> _What you are asked to do_:
In total, how many lines of the data contain the word "target"? Only that number is wanted.

> _Source records_:
[Start of Attachment]

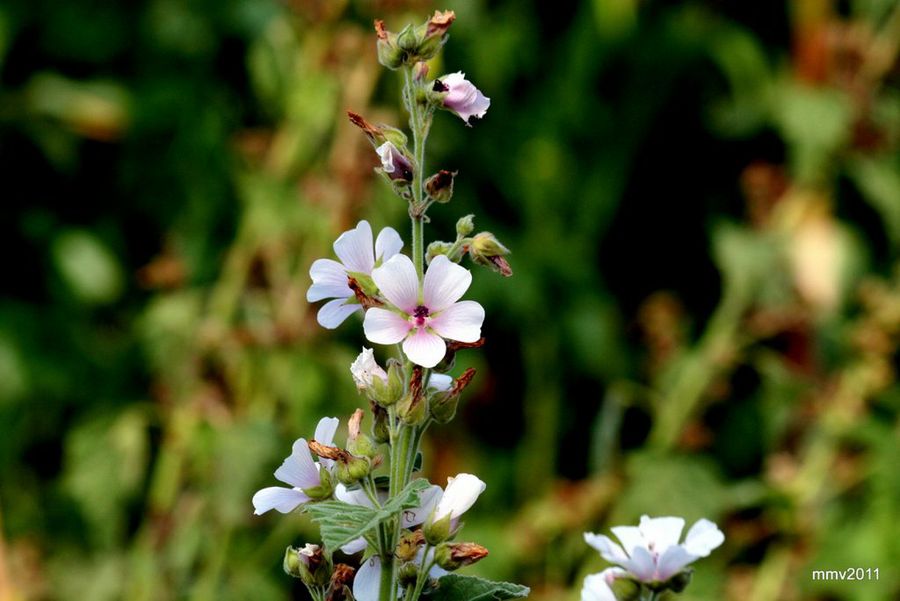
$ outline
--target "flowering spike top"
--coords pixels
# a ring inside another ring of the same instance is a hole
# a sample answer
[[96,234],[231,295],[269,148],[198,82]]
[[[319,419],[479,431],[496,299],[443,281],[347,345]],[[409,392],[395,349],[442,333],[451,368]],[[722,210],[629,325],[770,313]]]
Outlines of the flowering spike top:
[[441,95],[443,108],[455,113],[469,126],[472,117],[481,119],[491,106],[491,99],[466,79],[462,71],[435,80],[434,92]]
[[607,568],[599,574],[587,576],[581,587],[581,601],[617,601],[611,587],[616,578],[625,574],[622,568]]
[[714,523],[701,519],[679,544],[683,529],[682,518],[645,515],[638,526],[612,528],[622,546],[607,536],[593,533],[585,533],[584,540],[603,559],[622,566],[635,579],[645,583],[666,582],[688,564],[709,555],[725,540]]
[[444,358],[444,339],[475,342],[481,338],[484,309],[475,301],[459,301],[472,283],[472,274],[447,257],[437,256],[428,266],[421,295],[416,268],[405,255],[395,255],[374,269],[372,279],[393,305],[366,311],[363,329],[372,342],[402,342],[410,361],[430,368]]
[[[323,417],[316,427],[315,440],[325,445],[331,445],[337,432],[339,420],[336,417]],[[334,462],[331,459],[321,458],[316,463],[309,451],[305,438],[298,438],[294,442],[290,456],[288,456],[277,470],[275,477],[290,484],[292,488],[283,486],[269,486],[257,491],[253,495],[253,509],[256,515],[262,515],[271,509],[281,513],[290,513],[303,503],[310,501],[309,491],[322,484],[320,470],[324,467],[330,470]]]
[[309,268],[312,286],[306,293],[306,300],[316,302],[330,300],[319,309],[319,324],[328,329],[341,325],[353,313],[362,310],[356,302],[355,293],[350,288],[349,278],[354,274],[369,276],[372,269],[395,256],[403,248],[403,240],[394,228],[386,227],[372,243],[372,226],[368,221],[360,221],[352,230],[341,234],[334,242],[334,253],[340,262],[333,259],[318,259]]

[End of Attachment]
[Start of Attachment]

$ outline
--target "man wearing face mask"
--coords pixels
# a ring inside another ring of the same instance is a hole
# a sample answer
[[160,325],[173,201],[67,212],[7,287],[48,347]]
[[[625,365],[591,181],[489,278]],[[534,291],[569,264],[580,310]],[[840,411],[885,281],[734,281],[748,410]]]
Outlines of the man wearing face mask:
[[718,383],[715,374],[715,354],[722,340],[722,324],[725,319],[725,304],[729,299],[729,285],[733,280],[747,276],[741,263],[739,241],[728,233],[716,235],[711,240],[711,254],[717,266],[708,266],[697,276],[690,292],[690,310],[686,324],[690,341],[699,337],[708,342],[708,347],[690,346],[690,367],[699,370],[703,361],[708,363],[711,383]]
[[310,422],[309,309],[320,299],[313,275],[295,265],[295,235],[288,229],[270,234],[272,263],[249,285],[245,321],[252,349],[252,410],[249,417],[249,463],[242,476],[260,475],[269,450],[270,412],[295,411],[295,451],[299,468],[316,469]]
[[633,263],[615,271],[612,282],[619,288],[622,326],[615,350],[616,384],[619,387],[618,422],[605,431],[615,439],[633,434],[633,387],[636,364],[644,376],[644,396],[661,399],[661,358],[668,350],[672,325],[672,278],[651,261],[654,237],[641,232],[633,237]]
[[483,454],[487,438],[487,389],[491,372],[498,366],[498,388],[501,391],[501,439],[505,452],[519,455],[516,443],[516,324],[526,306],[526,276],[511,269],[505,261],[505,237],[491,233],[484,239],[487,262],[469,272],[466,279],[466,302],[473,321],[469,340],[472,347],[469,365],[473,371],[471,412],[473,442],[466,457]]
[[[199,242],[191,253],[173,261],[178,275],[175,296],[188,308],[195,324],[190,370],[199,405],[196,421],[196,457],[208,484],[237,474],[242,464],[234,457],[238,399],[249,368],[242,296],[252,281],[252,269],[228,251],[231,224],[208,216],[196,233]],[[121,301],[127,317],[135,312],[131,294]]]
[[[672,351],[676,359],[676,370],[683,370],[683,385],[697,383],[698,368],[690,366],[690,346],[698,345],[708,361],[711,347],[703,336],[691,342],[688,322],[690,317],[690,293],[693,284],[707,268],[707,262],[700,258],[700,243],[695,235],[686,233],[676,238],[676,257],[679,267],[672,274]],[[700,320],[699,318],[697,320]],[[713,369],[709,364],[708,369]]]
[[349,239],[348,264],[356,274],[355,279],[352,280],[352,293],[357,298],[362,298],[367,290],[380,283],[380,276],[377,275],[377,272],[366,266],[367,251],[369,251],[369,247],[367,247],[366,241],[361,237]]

[End of Attachment]

> _Response to this task_:
2